== Assignment ==
Output each entry in full so that the result matches the data exactly.

————————

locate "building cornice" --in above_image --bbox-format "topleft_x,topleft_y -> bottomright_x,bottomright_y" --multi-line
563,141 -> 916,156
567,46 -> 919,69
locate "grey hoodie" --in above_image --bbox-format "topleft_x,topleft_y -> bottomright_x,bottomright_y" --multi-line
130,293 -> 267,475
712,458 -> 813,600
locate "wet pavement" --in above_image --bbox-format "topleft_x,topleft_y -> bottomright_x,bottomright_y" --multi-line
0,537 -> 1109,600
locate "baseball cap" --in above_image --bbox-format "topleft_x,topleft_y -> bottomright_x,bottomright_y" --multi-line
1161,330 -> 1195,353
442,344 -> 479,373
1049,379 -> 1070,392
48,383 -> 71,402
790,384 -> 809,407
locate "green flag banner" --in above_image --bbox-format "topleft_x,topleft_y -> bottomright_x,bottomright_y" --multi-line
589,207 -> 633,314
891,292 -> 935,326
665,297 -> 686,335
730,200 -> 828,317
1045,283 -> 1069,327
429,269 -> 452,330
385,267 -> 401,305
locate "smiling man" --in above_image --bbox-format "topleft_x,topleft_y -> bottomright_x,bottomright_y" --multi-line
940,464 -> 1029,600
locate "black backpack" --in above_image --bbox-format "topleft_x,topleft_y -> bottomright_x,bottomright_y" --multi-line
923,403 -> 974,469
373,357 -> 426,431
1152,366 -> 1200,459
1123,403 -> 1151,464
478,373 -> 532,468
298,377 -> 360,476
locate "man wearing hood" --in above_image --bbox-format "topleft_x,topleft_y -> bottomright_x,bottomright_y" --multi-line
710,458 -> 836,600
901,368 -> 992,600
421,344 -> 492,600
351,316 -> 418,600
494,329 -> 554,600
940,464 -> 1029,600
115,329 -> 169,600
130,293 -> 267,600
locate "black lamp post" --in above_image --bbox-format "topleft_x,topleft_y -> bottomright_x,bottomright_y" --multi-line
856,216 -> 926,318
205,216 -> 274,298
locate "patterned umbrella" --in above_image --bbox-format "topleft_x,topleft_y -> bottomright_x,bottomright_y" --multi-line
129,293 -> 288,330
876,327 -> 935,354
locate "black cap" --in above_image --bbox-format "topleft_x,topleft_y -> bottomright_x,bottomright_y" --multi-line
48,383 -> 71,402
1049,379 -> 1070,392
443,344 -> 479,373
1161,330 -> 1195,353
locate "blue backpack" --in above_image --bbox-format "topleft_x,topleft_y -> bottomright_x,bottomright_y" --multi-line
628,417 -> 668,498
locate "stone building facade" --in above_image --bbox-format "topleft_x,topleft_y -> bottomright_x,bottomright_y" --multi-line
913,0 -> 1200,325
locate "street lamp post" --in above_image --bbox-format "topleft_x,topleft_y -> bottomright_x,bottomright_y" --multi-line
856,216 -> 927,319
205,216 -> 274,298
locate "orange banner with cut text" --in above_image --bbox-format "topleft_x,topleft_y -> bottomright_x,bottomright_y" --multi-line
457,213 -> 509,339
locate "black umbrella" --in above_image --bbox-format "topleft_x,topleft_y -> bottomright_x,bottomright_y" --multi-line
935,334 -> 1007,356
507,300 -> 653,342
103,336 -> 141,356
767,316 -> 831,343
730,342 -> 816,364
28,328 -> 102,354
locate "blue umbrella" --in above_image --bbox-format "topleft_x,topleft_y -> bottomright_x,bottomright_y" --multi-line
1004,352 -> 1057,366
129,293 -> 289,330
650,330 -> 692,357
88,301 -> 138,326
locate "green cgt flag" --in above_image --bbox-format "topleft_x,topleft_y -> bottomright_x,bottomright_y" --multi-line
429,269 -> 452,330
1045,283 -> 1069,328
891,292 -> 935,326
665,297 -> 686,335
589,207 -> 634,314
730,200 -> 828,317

————————

== Output of the exercise ==
locate "building cornice" --in above_image --bbox-format "topleft_x,topleft_y -> bottomright_x,bottomright_y" --multi-line
563,141 -> 916,156
567,46 -> 919,69
locate "grey hoodie" --in above_image --bbox-format "topleft_x,topleft_y -> bottomright_x,bottomright_y" --multi-line
130,293 -> 267,475
712,458 -> 813,600
locate "wet pavement" --in above_image --bbox-format "topleft_x,topleft_y -> bottomright_x,bottomright_y" --multi-line
0,537 -> 1109,600
locate "baseball cap" --in above_image --bbox-format "topleft_x,topleft_y -> bottomright_x,bottomright_y" --multi-line
1161,330 -> 1195,353
442,344 -> 479,373
1049,379 -> 1070,392
48,383 -> 71,402
790,384 -> 809,407
locate "green flag banner" --in above_image --bbox-format "topleft_x,topleft_y -> bottomright_x,bottomright_y" --multi-line
589,207 -> 633,314
891,292 -> 935,326
665,297 -> 686,335
730,200 -> 828,317
1045,283 -> 1069,327
429,269 -> 452,330
385,267 -> 401,305
locate "smiling man" --in above_image --bbox-format "topleft_x,topleft_y -> bottomright_x,bottomright_y" --multi-line
940,464 -> 1029,600
locate "black backpack" --in above_image --bbox-format "topleft_x,topleft_y -> bottomright_x,bottomright_y" --multi-line
923,403 -> 974,469
373,357 -> 426,431
1152,366 -> 1200,459
1123,403 -> 1151,464
478,373 -> 532,468
298,377 -> 360,476
locate "man wearing hood" --in above_image --bbox-format "topleft_x,topleft_y -> bottomright_x,bottomright_y" --multi-line
710,458 -> 836,600
901,368 -> 992,600
421,344 -> 492,600
351,316 -> 418,600
494,329 -> 554,600
940,464 -> 1029,600
115,329 -> 169,600
130,293 -> 267,600
locate "black lamp post" --in above_image --bbox-format "topleft_x,topleft_y -> bottomright_x,bottomright_y" --multi-line
856,216 -> 926,318
205,216 -> 274,298
locate "patterned umbrella" --in above_image --bbox-format "topleft_x,topleft_y -> bottomright_x,bottomright_y" --multi-line
129,293 -> 288,330
876,327 -> 935,354
locate "black cap" --in above_image --bbox-format "topleft_x,topleft_y -> bottomright_x,bottomright_y" --multi-line
48,383 -> 71,402
1049,379 -> 1070,392
443,344 -> 479,373
1161,330 -> 1195,353
locate "blue backpack" --in above_image --bbox-format "topleft_x,topleft_y -> bottomright_x,bottomright_y" --multi-line
628,417 -> 668,498
locate "stone building facade" --in above_image --bbox-format "topleft_x,topleft_y -> bottomright_x,bottomright_y" --multi-line
913,0 -> 1200,325
locate "street lamp post" --in above_image --bbox-format "topleft_x,topleft_y -> bottomright_x,bottomright_y" --multi-line
856,216 -> 927,319
205,216 -> 274,298
locate "orange banner with cut text" --in above_image --bbox-format "topleft_x,topleft_y -> bottomright_x,bottomright_y" --multi-line
457,213 -> 509,339
locate "black umbrella" --in above_image --bbox-format "topleft_x,topleft_y -> bottomright_x,bottomright_y" --multi-line
935,334 -> 1007,356
507,300 -> 653,342
103,336 -> 141,356
767,316 -> 831,343
730,342 -> 816,364
28,328 -> 102,354
locate "blue umbrella" --in above_image --bbox-format "topleft_x,topleft_y -> bottomright_x,bottomright_y" --multi-line
1004,352 -> 1057,366
129,293 -> 289,330
650,330 -> 692,357
88,301 -> 138,326
locate "green cgt flag" --in above_image --bbox-format "topleft_x,topleft_y -> bottomright_x,bottomright_y" --multi-line
429,269 -> 452,330
1045,283 -> 1069,328
891,292 -> 935,326
665,297 -> 686,335
589,207 -> 634,314
730,200 -> 828,317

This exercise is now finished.